> [Texte fourni]
-*-
Han Feizi est le pseudonyme satirique (c’est un philosophe chinois) d’un personnage qui a commencé comme trader à Hong Kong et dit avoir fini à Pékin en considérant que le socialisme chinois était la solution la moins pire. Il poursuit ici son impitoyable constat face à l’écroulement de l’empire occident- USA : Inverser la mondialisation dévaloriserait massivement les actifs américains, disloquant la classe professionnelle pour une réindustrialisation qui ne fonctionnera pas. Les pseudos vainqueurs ont “acheté” leur classe ouvrière pour qu’elle accepte son dépouillement… Si désormais les Etats-Unis (mais aussi la France) voulait réellement se “réindustrialiser”selon leur modèle, il faudrait que toute la masse de travailleurs intellectuels dans le design, le financier, etc se reconvertisse en acceptant des baisses de salaire de 40% et les super-riches acceptent un appauvrissement volontaire : est-ce cela le socialisme à l’occidentale à partir de la tragédie de l’accumulation impérialiste qui veut poursuivre sa concurrence imbécile avec la Chine qui n’est pas l’origine du problème. par Han Feizi 14 septembre 2024
Toutes les choses que je pouvais faire
Si j’avais un peu d’argent
C’est un monde d’hommes riches
–ABBA
« Payez-les », a-t-il dit. Il y a plus de deux décennies, c’était le plan des perdants de la mondialisation craché par un jeune prêtre du Consensus de Washington qui enseignait alors dans l’un des augustes asiles d’endoctrinement des États-Unis.
-*-
> [À faire] Écrivez la suite du texte sur la mondialisation et la réindustrialisation des États-Unis, en reprenant juste après sa dernière phrase.

Données de pointage d'objets étiquetés
-*-
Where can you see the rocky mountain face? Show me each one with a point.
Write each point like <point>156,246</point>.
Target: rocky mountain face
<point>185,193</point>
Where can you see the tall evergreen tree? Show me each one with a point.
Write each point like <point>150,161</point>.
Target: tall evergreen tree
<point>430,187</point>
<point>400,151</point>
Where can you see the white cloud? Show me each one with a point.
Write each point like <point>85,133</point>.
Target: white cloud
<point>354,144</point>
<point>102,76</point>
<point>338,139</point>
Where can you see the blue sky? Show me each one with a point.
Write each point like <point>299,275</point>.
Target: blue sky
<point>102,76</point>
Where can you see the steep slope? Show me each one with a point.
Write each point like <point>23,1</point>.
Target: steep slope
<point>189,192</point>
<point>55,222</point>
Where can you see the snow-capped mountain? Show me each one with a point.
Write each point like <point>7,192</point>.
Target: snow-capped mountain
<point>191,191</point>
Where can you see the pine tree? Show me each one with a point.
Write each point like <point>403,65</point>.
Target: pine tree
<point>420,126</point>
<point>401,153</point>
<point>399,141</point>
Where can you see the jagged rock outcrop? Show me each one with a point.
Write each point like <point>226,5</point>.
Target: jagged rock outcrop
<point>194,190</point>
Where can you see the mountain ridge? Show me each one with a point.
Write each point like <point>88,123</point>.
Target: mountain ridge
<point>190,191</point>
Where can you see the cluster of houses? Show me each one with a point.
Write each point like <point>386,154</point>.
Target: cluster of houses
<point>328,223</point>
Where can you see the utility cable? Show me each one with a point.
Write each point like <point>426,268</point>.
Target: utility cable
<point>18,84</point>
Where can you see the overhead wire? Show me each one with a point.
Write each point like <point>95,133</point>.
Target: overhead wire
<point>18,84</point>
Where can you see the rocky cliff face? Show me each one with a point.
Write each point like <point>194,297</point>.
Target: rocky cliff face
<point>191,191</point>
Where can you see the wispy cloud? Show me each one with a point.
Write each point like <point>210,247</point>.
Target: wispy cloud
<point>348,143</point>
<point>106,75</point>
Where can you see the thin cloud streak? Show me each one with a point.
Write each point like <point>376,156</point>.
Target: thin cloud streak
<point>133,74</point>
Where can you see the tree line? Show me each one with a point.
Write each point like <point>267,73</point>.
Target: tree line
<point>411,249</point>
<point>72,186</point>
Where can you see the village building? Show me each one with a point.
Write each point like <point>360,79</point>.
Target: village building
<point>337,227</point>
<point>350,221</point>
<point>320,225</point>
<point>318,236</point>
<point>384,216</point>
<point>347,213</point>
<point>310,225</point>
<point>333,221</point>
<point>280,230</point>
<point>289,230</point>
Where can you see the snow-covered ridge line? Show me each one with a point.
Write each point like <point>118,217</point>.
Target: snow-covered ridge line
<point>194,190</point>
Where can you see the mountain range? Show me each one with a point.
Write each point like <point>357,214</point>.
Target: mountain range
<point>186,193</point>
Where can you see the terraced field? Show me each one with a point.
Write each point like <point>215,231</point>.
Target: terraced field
-*-
> [Résultat de l'exercice]
Ce qu’il voulait dire, c’est que les gains de la mondialisation seraient immenses – plus que suffisants pour compenser les ouvriers des usines de l’Ohio dont les emplois seraient délocalisés en Chine.
Ce prêtre junior a fondé une société de conseil, a surfé sur la vague de la mondialisation jusqu’à son apogée, a fait marche arrière avec un timing parfait et conseille maintenant les entreprises et les organes d’État américains comme un faucon de la Chine, accédant au statut de grand prêtre dans le Nouveau Consensus de Washington.
« Payez-les. » Nous l’avons tous cru à ce moment-là. Si simple, si élégant, si logique, si facile. La démocratie et le capitalisme trouveraient sûrement un mécanisme. Ce n’était pas notre problème. Notre problème a été de passer le premier tour de l’interview de Goldman Sachs.
Bien sûr, nous savons maintenant qu’il n’y aurait pas de mécanisme de remboursement. Les gagnants de la mondialisation – ceux qui ont réussi les deuxième et troisième tours – allaient se battre bec et ongles pour chaque centime que le Consensus de Washington nous a distribué.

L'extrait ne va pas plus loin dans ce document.